── Reading passage ──
Pythagoras lived in Alexandria for years. He studied, he was initiated into the mystery schools of Egypt -- particularly the mysteries of Hermes. Then he came to India, was initiated into all that the brahmins of this ancient land had discovered, all that India had known in the inner world of man.
For years he was in India, then he traveled to Tibet and then to China. That was the whole known world. His whole life he was a seeker, a pilgrim, in search of a philosophy -- philosophy in the true sense of the word: love for wisdom. He was a lover, a philosopher -- not in the modern sense of the word but in the old, ancient sense of the word. Because a lover cannot only speculate, a lover cannot only think about truth: a lover has to search, risk, adventure.
Truth is the beloved. How can you go on only thinking about it? You have to be connected with the beloved through the heart. The search cannot be only intellectual; it has to be deep down intuitive. Maybe the beginning has to be intellectual, but only the beginning. Just the starting point has to be intellectual, but finally it has to reach the very core of your being.
He was one of the most generous of men, most liberal, democratic, unprejudiced, open. He was respected all over the world. From Greece to China he was revered. He was accepted in every mystic school; with great joy he was welcomed everywhere. His name was known in all the lands. Wherever he went he was received with great rejoicing.
Even though he had become enlightened, he still continued to reach into hidden secrets, he still continued to ask to be initiated into new schools. He was trying to create a synthesis; he was trying to know the truth through as many possibilities as is humanly possible. He wanted to know truth in all its aspects, in all its dimensions.
He was always ready to bow down to a Master. He himself was an enlightened man -- it is very rare. Once you have become enlightened, the search stops, the seeking disappears. There is no point.
Buddha became enlightened... then he never went to any other Master. Jesus became enlightened... then he never went to any other Master. Or Lao Tzu, or Zarathustra, or Moses.... Hence Pythagoras is something unique. No parallel has ever existed. Even after becoming enlightened, he was ready to become a disciple to anybody who was there to reveal some aspect of truth.
His search was such that he was ready to learn from anybody. He was an absolute disciple. He was ready to learn from the whole existence. He remained open, and he remained a learner to the very end.
───
── Data section ──
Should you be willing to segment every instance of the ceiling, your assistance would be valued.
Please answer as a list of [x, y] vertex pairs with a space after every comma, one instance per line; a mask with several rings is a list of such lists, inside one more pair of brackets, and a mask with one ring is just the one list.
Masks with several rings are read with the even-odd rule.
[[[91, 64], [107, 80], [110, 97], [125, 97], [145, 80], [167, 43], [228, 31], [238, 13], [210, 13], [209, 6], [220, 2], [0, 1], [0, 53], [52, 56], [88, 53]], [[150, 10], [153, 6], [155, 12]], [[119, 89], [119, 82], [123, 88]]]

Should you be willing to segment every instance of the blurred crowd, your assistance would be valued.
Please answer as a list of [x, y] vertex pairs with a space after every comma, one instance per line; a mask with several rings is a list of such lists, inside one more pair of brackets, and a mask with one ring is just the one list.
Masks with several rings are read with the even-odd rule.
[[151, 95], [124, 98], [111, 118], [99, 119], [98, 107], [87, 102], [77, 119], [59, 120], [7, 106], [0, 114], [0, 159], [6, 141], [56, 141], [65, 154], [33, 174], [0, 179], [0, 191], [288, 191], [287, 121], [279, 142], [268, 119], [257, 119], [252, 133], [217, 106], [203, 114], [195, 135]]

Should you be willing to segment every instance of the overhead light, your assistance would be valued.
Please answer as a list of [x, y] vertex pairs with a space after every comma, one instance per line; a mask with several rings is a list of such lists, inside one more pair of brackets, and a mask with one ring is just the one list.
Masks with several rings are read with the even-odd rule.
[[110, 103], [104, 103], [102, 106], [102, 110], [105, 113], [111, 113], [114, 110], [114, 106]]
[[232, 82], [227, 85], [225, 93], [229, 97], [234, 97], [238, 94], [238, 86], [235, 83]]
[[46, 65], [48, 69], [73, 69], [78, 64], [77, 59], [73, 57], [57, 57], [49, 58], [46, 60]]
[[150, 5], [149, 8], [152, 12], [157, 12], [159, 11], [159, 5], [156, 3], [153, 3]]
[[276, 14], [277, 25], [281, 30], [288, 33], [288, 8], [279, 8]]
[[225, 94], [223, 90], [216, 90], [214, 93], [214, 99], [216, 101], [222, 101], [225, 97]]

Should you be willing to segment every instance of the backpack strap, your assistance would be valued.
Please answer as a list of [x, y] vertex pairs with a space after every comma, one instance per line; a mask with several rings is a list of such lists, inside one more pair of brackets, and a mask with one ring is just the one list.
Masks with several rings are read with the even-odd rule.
───
» Tasks for this exercise:
A – Could you edit the Pythagoras passage from "He was one of" up to and including "is no point.", replacing "revered" with "honored"?
B – According to the Pythagoras passage, which mysteries of Egypt was he particularly initiated into?
C – Can you continue the Pythagoras passage from where it stops?

» Exercise responses:
A –
He was one of the most generous of men, most liberal, democratic, unprejudiced, open. He was respected all over the world. From Greece to China he was honored. He was accepted in every mystic school; with great joy he was welcomed everywhere. His name was known in all the lands. Wherever he went he was received with great rejoicing.
Even though he had become enlightened, he still continued to reach into hidden secrets, he still continued to ask to be initiated into new schools. He was trying to create a synthesis; he was trying to know the truth through as many possibilities as is humanly possible. He wanted to know truth in all its aspects, in all its dimensions.
He was always ready to bow down to a Master. He himself was an enlightened man -- it is very rare. Once you have become enlightened, the search stops, the seeking disappears. There is no point.

B – The mysteries of Hermes.

C –
The whole effort was... and it was a great effort in those days, to travel from Greece to China. It was full of dangers. The journey was hazardous; it was not easy as it is today. Today things are so easy that you can take your breakfast in New York and your lunch in London, and you can suffer indigestion in Poona. Things are very simple. In those days it was not so simple. It was really a risk; to move from one country to another country took years.
By the time Pythagoras came back, he was a very old man. But seekers gathered around him; a great school was born. And, as it always happens, the society started persecuting him and his school and his disciples. His whole life he searched for the perennial philosophy, and he had found it! He had gathered all the fragments into a tremendous harmony, into a great unity. But he was not allowed to work it out in detail -- to teach people he was not allowed.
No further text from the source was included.